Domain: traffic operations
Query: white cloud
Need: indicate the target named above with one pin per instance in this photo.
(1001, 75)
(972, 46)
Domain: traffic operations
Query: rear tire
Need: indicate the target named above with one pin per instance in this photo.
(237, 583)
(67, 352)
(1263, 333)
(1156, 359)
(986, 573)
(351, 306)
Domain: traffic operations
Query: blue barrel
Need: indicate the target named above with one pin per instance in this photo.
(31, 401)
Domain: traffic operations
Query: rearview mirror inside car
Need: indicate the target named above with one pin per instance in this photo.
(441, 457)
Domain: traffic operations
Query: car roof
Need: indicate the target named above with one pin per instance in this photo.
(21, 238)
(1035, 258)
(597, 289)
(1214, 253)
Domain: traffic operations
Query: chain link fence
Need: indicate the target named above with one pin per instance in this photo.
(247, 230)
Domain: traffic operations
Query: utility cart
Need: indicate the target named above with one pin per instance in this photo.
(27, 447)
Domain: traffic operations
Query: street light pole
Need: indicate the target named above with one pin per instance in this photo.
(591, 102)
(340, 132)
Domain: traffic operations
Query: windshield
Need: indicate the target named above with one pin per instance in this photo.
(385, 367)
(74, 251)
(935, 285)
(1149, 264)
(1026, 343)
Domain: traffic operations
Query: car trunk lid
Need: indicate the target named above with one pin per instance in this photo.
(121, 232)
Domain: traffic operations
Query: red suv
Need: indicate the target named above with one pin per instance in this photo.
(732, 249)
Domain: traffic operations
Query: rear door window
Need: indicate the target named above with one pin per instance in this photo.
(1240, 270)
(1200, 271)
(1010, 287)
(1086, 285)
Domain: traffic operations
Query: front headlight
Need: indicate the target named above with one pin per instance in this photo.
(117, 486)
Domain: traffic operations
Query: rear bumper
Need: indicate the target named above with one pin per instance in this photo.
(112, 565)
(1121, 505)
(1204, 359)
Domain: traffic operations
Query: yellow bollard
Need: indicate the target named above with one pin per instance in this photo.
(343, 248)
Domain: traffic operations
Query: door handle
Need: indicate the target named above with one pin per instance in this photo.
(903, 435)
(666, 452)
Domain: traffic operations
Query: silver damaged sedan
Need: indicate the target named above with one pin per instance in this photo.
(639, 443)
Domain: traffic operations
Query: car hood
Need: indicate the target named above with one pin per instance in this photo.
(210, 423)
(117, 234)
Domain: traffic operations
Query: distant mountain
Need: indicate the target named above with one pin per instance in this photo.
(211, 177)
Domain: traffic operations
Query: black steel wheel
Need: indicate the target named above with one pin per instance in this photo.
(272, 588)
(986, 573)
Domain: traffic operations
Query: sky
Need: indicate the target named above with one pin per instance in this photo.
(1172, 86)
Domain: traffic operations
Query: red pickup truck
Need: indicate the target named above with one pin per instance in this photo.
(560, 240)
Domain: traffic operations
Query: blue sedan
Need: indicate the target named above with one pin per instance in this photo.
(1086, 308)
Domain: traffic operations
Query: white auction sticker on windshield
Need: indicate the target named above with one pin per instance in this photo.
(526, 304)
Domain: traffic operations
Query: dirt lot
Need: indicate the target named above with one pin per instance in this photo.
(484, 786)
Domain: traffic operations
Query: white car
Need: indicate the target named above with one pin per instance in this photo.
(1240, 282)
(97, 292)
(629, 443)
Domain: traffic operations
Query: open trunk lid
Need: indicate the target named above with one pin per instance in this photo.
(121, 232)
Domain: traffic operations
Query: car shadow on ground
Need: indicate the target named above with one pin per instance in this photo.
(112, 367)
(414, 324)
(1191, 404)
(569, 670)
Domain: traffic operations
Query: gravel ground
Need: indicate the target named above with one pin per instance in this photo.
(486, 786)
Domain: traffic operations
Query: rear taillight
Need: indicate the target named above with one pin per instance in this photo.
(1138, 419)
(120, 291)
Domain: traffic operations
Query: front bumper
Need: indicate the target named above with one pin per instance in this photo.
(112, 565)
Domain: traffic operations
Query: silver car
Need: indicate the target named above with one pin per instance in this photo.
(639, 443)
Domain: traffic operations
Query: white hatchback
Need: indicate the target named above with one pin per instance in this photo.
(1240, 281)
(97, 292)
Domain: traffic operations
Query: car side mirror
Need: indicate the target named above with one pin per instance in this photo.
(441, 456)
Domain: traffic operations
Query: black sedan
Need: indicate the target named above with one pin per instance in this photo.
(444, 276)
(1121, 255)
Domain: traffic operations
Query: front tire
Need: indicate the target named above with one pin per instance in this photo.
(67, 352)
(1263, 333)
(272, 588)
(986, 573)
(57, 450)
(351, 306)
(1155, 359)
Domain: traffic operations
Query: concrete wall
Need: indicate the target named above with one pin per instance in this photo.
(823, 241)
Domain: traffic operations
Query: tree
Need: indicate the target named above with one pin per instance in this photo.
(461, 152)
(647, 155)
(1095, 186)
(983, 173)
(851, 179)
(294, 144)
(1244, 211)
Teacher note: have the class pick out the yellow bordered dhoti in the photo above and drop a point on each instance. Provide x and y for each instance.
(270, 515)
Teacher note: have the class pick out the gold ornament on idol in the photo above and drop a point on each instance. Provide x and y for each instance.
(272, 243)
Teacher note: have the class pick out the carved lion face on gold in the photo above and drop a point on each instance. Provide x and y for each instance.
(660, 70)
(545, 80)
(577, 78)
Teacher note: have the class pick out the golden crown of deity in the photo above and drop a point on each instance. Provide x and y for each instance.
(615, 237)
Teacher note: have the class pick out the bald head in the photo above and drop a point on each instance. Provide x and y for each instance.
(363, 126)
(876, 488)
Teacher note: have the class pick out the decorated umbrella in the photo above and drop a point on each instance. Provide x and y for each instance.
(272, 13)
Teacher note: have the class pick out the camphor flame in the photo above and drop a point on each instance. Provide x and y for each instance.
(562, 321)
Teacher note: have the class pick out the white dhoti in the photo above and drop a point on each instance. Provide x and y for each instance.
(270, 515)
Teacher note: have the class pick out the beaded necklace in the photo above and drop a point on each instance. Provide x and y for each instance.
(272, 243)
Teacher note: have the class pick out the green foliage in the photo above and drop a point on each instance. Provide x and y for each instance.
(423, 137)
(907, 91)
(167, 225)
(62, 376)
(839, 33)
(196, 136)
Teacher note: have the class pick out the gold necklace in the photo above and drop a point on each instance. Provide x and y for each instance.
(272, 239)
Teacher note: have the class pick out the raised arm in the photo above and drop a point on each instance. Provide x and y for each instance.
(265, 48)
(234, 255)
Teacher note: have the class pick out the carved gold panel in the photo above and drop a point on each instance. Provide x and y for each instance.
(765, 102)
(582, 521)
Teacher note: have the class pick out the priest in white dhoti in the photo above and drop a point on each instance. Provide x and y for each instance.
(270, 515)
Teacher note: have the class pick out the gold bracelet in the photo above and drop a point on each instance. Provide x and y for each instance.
■ ■ ■ ■ ■ ■ ■
**Task objective:**
Give the listing again in its entirety, exactly as written.

**Finished exercise:**
Domain: traffic operations
Query: white cloud
Need: indicate the target named above with one pin per instance in this photo.
(1001, 75)
(972, 46)
Domain: traffic operations
Query: rear tire
Need: indicate the target named above with one pin per instance in this photo.
(237, 583)
(67, 352)
(1263, 333)
(1156, 359)
(986, 573)
(351, 306)
Domain: traffic operations
Query: blue barrel
Need: indicate the target named above with one pin per instance in this photo.
(31, 401)
Domain: traffic operations
Query: rearview mirror inside car
Need: indicate the target named above with one pin per instance in this photo.
(441, 457)
Domain: traffic operations
Query: car roof
Need: indicate the target named above with one pin per instance in this photo.
(21, 238)
(1035, 258)
(597, 289)
(1214, 253)
Domain: traffic operations
Query: chain link fence
Need: indicate the target named above with one pin per instance in this photo.
(247, 230)
Domain: traffic operations
Query: utility cart
Need: indicate the target named above with one pin per instance in this photo.
(27, 447)
Domain: traffic operations
Query: street light pole
Need: indicate the target named above with one pin per instance in this photo.
(591, 102)
(340, 132)
Domain: traffic operations
Query: windshield
Need: indicate the target named above with one pin per instance in this photo.
(385, 367)
(74, 251)
(935, 285)
(1149, 264)
(1026, 343)
Domain: traffic operations
Query: car trunk lid
Need: indicate the target named above with one pin per instance in this photo.
(121, 232)
Domain: traffic operations
Query: red suv
Need: indicate the target named above with one pin per instance in this photo.
(732, 249)
Domain: traffic operations
Query: rear door window
Need: indicate the target named above with one pin per instance in this photo.
(1240, 270)
(1200, 271)
(1010, 287)
(1086, 285)
Domain: traffic operations
Query: front headlight
Need: indicate the target named above with one pin per instance in this photo.
(117, 486)
Domain: traffic operations
Query: rear bumper
Need: indicate the target named above with one pin per instance in this photo.
(112, 565)
(1121, 505)
(1204, 359)
Domain: traffic operations
Query: yellow bollard
Need: indicate the target named above with one pin per instance in this photo.
(343, 248)
Domain: traffic operations
Query: door handle
Need: indicate the target named above with one pin per instance in this photo.
(903, 435)
(666, 452)
Domain: traffic operations
Query: silver damaged sedan
Need: indicate the target named above with one pin per instance in this photo.
(639, 443)
Domain: traffic operations
Query: car hood
Need: indicate the target named above with one pin per instance in this photo.
(210, 423)
(117, 234)
Domain: traffic operations
Query: distant mountain
Need: indicate the target named above with one pin per instance in this photo.
(211, 177)
Domain: traffic operations
Query: black steel wheel
Need: indicate the target named above with one pin per instance in this photo.
(272, 588)
(986, 573)
Domain: traffic operations
Query: sky
Need: indicate the target named above with one pin per instance in this photo.
(1172, 86)
Domain: traffic operations
Query: red pickup truck
Need: indicate the target named above with one pin per instance in this photo.
(560, 240)
Domain: traffic operations
Query: blue sedan
Need: indicate the target named above with one pin per instance in this photo.
(1086, 308)
Domain: traffic operations
Query: white auction sticker on windshield
Need: indicate the target named above with one pin per instance in this photo.
(526, 304)
Domain: traffic operations
Query: dirt lot
Need: indicate the target named above with one pin per instance in this photo.
(484, 786)
Domain: traffic operations
Query: white car
Need: indicate the target named above with one pin per instance in this photo.
(1240, 282)
(97, 292)
(629, 443)
Domain: traffic operations
Query: open trunk lid
Need: indicate the target named above with one pin per instance in this photo.
(121, 232)
Domain: traffic operations
Query: car shadow on ground
Need: indicate the target named above with one pin per instance in this photo.
(112, 367)
(414, 324)
(1191, 404)
(569, 670)
Domain: traffic operations
Query: gravel ground
Need: indicate the target named above with one pin per instance in this photo.
(486, 786)
Domain: traffic operations
Query: rear taillight
Need: indicate the target named above with one pin per instance in this photo.
(1138, 419)
(120, 291)
Domain: traffic operations
Query: front bumper
Need: indicate the target named above with one pin per instance in this photo.
(112, 565)
Domain: traffic operations
Query: silver car
Need: indicate the target named above with one pin per instance in this photo.
(639, 443)
Domain: traffic operations
Query: white hatchback
Need: indicate the target named above with one pin per instance in this photo.
(1240, 281)
(97, 292)
Domain: traffic operations
Query: car side mirror
Need: indicate the target named above with one pin per instance in this photo.
(441, 456)
Domain: traffic operations
Query: black sedan
Need: indicate the target named above with one pin per instance in this photo.
(444, 276)
(1121, 255)
Domain: traffic operations
Query: front tire
Need: indicate the target named above with one pin per instance in this photo.
(67, 352)
(1263, 333)
(272, 588)
(986, 573)
(57, 450)
(351, 306)
(1155, 359)
Domain: traffic operations
Query: concrete wall
Need: indicate the target named above with one pin per instance in this photo.
(823, 241)
Domain: traffic operations
Query: tree
Need: indicate the target named above with one pin per instance in this photo.
(461, 152)
(647, 155)
(1095, 186)
(983, 173)
(851, 179)
(294, 144)
(1244, 211)
Teacher note: have the class pick out the yellow bordered dhoti in the photo above and drop a point on each instance. Provide x and y for each instance.
(270, 515)
Teacher note: have the class pick out the gold ornament on idol in the photo above and drop a point on each instance. Provide x and y for each instance.
(272, 243)
Teacher note: have the class pick out the carved lion face on gold in the photo above and drop a point on each instance. Provide x and y for each instance.
(660, 70)
(545, 80)
(577, 78)
Teacher note: have the class pick out the golden crown of deity in the photo above and drop a point on each instance. Provide x and y for each instance.
(615, 237)
Teacher note: have the class pick out the bald head in the photo above and drop a point on each instance. Provide x and y for each instance.
(363, 126)
(876, 488)
Teacher note: have the class pick out the decorated umbrella in the photo above and drop a point on each instance. Provide x and y for each instance.
(272, 13)
Teacher note: have the class pick out the camphor flame in the photo above and drop a point on each instance. Provide x and y for each instance.
(562, 321)
Teacher note: have the class pick out the white dhoti in the photo above and drop a point on each instance. Provide x and y for each instance.
(270, 515)
Teacher note: have the class pick out the beaded necklace in the photo above and drop a point on each instance. Provide x and y for each instance.
(272, 243)
Teacher note: have the class pick out the green foliage in the photo above and drop a point on each instance. Provide x and y for each instance.
(423, 137)
(907, 91)
(167, 225)
(62, 376)
(839, 33)
(196, 136)
Teacher note: have the class pick out the gold necklace in the photo above and drop a point on each instance. Provide x and y for each instance.
(272, 239)
Teacher note: have the class pick out the raised arm in the photo above and drop a point on each instance. Provide x and y for each instance.
(265, 48)
(234, 255)
Teacher note: have the class pick out the carved gold panel in the photo above and drop a point on each instance. Provide x and y for each instance.
(765, 102)
(582, 521)
Teacher note: have the class pick out the priest in white dhoti in the photo above and drop a point on each instance. Provide x and y for each instance.
(270, 515)
Teacher note: have the class pick out the gold bracelet in the photo above and drop a point on each instance. Provide x and y for each instance.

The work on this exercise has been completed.